[Ausgewählter Textauszug]

Osteoidosteom
Definition
Unter einem Osteoidosteom versteht man einen benignen, knochenbildenden Tumor, der von den Osteoblasten ausgeht und einen Durchmesser von bis zu zwei Zentimetern erreichen kann. Er tritt vor allem in der Kortikalis der langen Röhrenknochen auf.
Epidemiologie
Es handelt sich um eine häufige Erkrankung, wobei das Osteoidosteom etwa vier Prozent aller und 10 % der gutartigen Knochentumoren ausmacht. Männer sind doppelt so häufig betroffen. Die Erkrankung tritt vor allem zwischen dem 10. und dem 35. Lebensjahr auf.
Ätiopathogenese
Die genaue Ursache des Osteoidosteoms ist derzeit (2020) unklar. Das Osteoidosteom macht eine phasenhafte Entwicklung mit unterschiedlicher Aktivität durch:
- Frühphase bzw. Phase der Hohlraumbildung
- Füllungsphase: Füllung mit osteogenem Mesenchym und Ausdifferenzierung eines Osteoidgitters bei peripher fortschreitender Osteoklasie
- Spätphase mit Wachstumsstillstand und ggf. spontaner Ausheilung
Pathohistologie
Das Osteoidosteom ist charakterisiert durch einen zentralen Nidus, den eigentlichen Tumor. Er besteht aus Osteoid mit Übergängen in Knochen mit fibrillärer Matrix, die v.a. spongiös vorliegt. Die Knochenbälkchen sind mit aktiven Osteoblastensäumen besetzt, die von Osteoklasten unterbrochen werden. Dazwischen liegt lockeres Stroma mit vielen Kapillaren und sinusoidalen Blutgefäßen. Neben Stromazellen finden sich vereinzelt Lymphozyten und Plasmazellen. Das Niduszentrum neigt zur Sklerosierung, sodass häufig eine konzentrische Zonierung vorliegt:
- Tumorzentrum mit Osteoid und Faserknochen
- nach außen anschließender Ring von puzzleartigen Osteoidtrabekel mit aktiven Osteoblasten in gefäßreichem Stroma.

[/Ausgewählter Textauszug]
[Vorliegendes Material]

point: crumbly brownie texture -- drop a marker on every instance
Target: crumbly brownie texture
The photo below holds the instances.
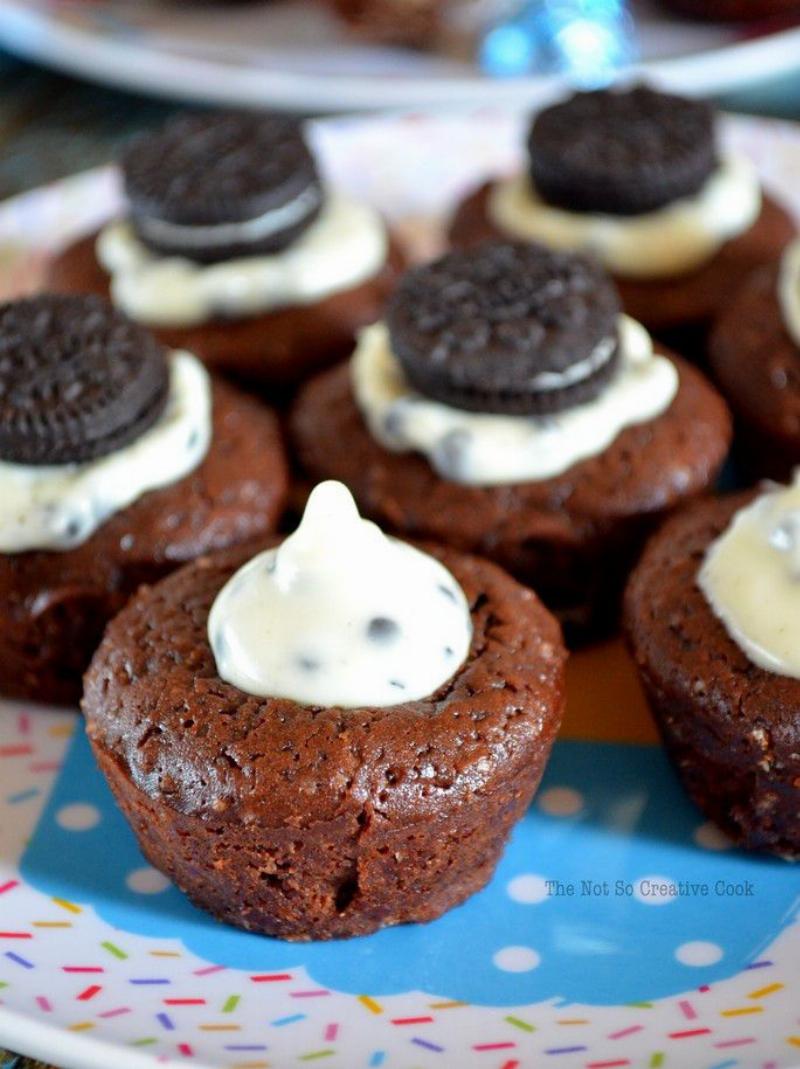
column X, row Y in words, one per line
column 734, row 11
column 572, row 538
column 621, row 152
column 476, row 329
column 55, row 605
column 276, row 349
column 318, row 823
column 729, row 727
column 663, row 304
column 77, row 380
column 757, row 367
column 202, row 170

[/Vorliegendes Material]
[Vorliegendes Material]

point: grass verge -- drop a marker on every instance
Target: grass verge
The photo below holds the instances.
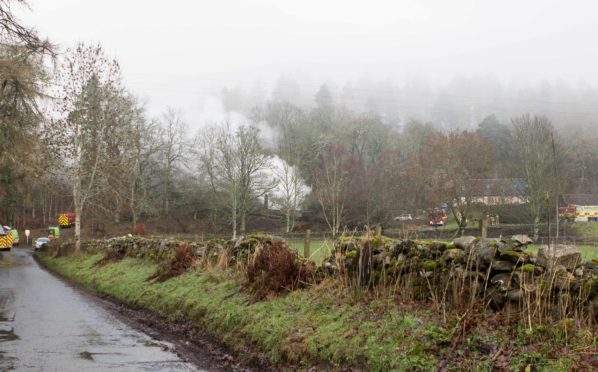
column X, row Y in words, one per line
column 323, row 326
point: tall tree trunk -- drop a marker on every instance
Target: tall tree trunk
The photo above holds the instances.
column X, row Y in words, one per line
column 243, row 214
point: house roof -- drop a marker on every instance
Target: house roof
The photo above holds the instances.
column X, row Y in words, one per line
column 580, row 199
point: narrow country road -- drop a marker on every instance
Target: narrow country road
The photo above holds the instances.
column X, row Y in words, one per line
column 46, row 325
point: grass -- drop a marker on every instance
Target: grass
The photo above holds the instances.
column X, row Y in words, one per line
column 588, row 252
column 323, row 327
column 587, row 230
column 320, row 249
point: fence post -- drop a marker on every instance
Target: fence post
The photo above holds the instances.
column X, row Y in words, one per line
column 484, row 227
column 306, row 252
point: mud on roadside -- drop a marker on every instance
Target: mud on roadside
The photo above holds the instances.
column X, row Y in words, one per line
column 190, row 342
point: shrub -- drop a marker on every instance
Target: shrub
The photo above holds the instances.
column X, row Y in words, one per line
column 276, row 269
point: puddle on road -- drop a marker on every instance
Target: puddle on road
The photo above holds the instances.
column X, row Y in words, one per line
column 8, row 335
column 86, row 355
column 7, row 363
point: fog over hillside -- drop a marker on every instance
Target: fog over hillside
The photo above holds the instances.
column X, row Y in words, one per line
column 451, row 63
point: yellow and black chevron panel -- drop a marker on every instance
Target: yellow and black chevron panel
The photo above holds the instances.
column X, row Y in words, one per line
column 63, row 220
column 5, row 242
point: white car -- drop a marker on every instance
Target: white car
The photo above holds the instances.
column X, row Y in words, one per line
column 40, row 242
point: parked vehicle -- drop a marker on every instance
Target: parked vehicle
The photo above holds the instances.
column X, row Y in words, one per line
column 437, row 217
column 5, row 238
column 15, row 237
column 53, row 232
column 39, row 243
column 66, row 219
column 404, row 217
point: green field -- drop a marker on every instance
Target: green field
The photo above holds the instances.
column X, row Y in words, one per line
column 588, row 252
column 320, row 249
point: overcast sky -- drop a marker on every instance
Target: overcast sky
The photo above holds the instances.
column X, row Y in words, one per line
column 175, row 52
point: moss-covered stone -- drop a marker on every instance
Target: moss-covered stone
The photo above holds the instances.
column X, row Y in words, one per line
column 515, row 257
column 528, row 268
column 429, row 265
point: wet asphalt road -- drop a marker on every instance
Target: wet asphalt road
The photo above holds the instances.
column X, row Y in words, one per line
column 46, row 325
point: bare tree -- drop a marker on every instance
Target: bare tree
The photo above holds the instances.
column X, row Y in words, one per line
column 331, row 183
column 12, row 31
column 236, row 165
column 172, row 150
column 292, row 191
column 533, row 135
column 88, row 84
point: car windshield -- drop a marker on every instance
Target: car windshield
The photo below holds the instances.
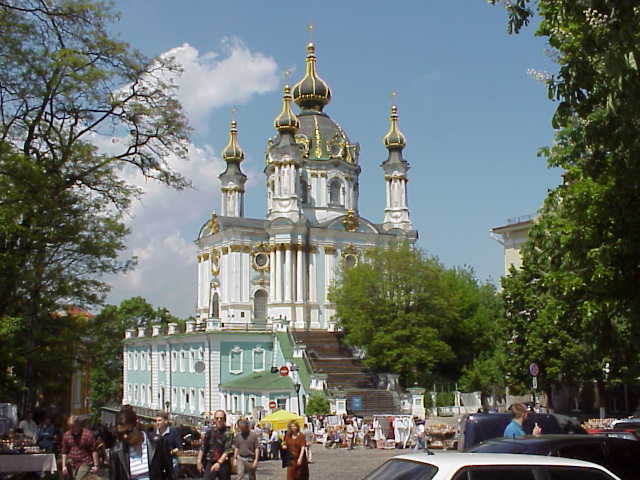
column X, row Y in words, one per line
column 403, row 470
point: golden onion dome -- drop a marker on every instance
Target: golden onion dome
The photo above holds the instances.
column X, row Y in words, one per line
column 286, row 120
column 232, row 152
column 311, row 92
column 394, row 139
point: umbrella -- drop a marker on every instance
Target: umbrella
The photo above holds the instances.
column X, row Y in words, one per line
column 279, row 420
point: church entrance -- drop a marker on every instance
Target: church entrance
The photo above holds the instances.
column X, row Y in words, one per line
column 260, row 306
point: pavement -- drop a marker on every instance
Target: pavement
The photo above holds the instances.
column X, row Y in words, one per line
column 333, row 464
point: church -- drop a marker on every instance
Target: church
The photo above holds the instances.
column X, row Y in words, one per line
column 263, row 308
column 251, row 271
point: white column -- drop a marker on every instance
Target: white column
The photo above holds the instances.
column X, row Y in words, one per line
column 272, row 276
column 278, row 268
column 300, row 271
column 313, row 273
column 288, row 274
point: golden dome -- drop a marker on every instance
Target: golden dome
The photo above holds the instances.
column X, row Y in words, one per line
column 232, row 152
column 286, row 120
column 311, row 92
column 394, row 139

[/Vorliegendes Material]

**Aufgabe 1**
Übersetzen Sie den folgenden Satz aus dem Text über das Osteoidosteom ins Englische: „Die genaue Ursache des Osteoidosteoms ist derzeit (2020) unklar.“
**Aufgabe 2**
Nennen Sie alle Zellarten, die im Text über das Osteoidosteom im Abschnitt „Pathohistologie“ erwähnt werden.
**Aufgabe 3**
Fassen Sie den Absatz des Textes über das Osteoidosteom, der mit „Es handelt sich um eine häufige Erkrankung“ beginnt, als Stichpunktliste zusammen.

**Endgültige Antwort 1**
The exact cause of osteoid osteoma is currently (2020) unclear.

**Endgültige Antwort 2**
- Osteoblasten
- Osteoklasten
- Stromazellen
- Lymphozyten
- Plasmazellen

**Endgültige Antwort 3**
- Häufige Erkrankung
- Anteil: etwa 4 % aller Knochentumoren, 10 % der gutartigen Knochentumoren
- Männer doppelt so häufig betroffen
- Auftreten vor allem zwischen dem 10. und dem 35. Lebensjahr